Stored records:
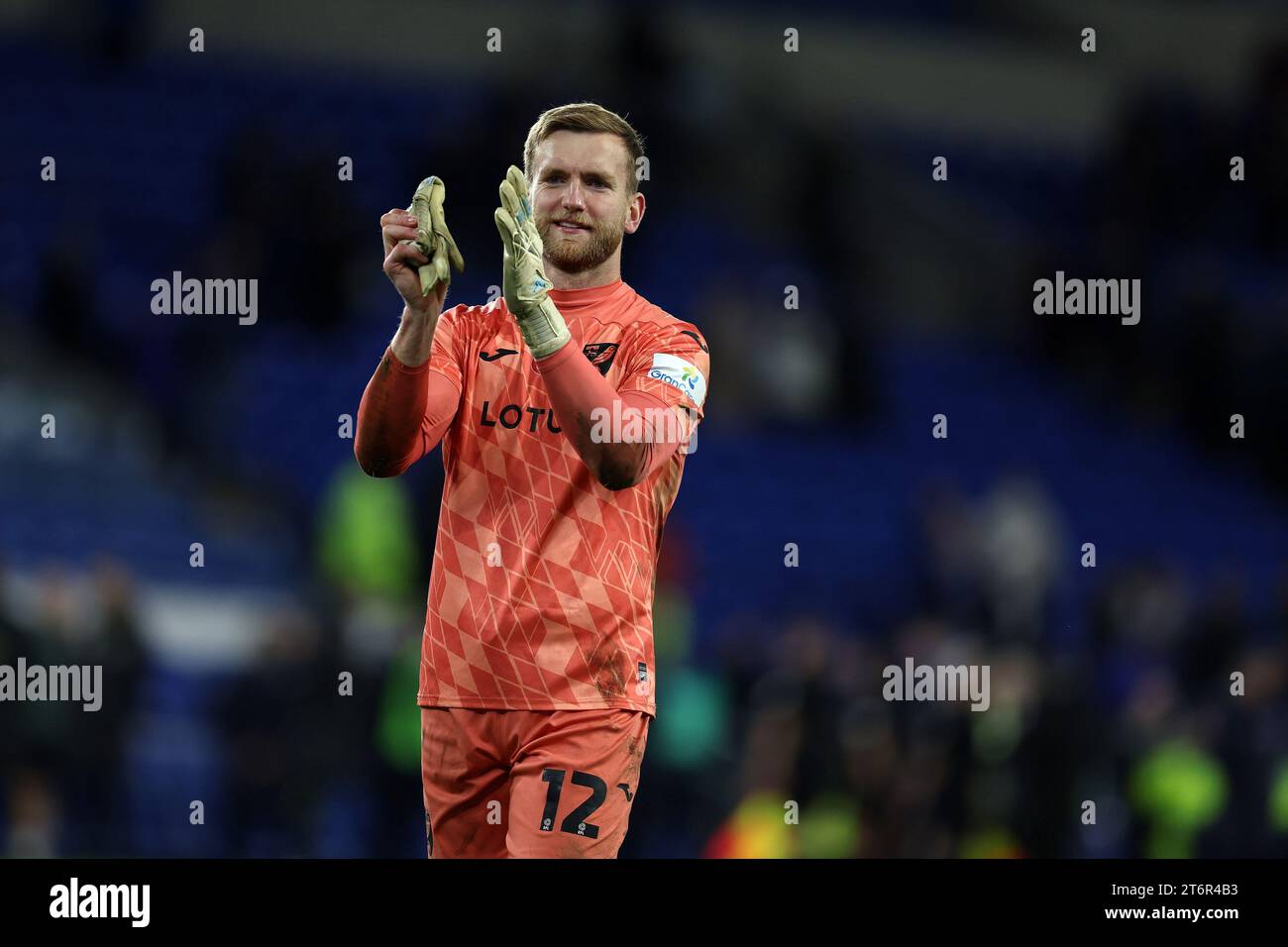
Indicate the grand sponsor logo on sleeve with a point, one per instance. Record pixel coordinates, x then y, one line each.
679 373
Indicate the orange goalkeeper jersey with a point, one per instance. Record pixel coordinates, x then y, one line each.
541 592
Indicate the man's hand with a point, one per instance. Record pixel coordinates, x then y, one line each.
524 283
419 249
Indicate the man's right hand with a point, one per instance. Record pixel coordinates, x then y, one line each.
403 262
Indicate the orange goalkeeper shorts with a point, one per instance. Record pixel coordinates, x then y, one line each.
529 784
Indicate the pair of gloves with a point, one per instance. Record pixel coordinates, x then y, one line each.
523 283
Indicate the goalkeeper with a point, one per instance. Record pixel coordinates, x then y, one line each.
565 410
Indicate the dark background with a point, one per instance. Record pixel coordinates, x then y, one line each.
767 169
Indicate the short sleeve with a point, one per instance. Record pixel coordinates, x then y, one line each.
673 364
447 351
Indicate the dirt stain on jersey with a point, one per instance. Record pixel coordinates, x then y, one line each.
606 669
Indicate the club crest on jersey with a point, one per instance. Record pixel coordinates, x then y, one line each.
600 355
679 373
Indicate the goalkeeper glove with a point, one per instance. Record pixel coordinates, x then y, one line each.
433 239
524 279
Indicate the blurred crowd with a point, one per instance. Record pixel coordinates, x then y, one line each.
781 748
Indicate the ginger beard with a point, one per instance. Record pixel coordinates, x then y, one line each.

■ TASK DIRECTIONS
Taking the line that contains "Indicate the orange goalkeeper jersey" as the first, reproduce every line through the end of the entries exactly.

■ OUTPUT BELOW
Indicate the orange goalkeeper jersey with a point, one per instance. Record pixel coordinates, x then y, one line each.
541 592
Indicate the man's hand with a point, one per instance. Record pixel coordinates, x then y, one line each.
524 283
419 249
Indicate the man's right hand with a point, one per instance. Record pixel coordinates, x then y, one line each.
403 262
Indicate the orange goalkeeper shorts with a point, one per instance. Record pixel coordinates, x then y, one line each.
529 784
Indicate the pair of gloves with a point, one per instance. Record pixel coordinates, x then y, one line each.
523 283
Indicate the goalkeeper with a point, one per instance. Record pixel coordinates, x then y, one line each.
565 410
Indicate the dark background with a point, one per instance. Record pixel coordinates, x then y, one line each.
767 169
Indicate the short sleeve with a point, one per instance. Record pixel coordinates, x then y, one line each.
673 364
447 351
Indicate the dirt stain on jersey with a point, one per instance. Record pixel coordinates, x then y, one line each.
606 669
Indicate the club crest on jersey with a point, one per instance. Record pixel coordinates, x then y, one line each.
600 355
679 373
Indicate the goalkeeper glove with a point, one per instance. Record pixel coordinates, x then y, one line each.
433 239
524 279
Indicate the blurred crowd with a point, one per instance. Record pixel coordinates, x then y, one line each.
781 748
Indicate the ginger beard with a point, one per instance. Record pixel coordinates, x then y, one line each.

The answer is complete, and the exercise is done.